## TASK REQUIREMENTS
What you submit must be an exact copy of the listing below, with no images in it.

◆ ◆ ◆ ◆

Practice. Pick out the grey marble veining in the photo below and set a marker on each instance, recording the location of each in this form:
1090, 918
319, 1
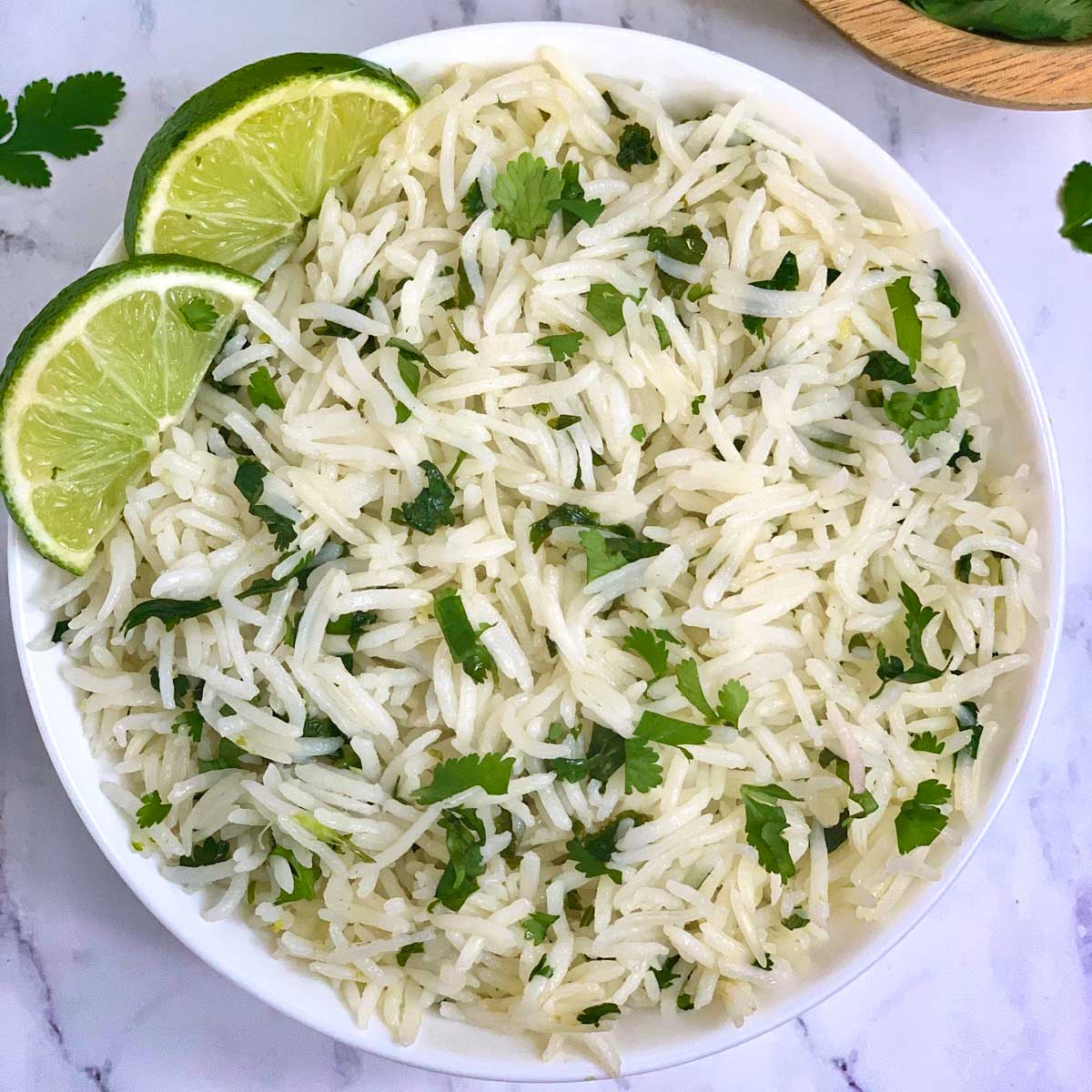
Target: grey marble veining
992, 992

◆ ◆ ◆ ◆

## COMPLETED EXERCISE
Practice. Pick out the grey marble veining in the photo below and set a marker on each instance, recording the location of each in this form:
1090, 918
319, 1
Target: grey marble veining
992, 992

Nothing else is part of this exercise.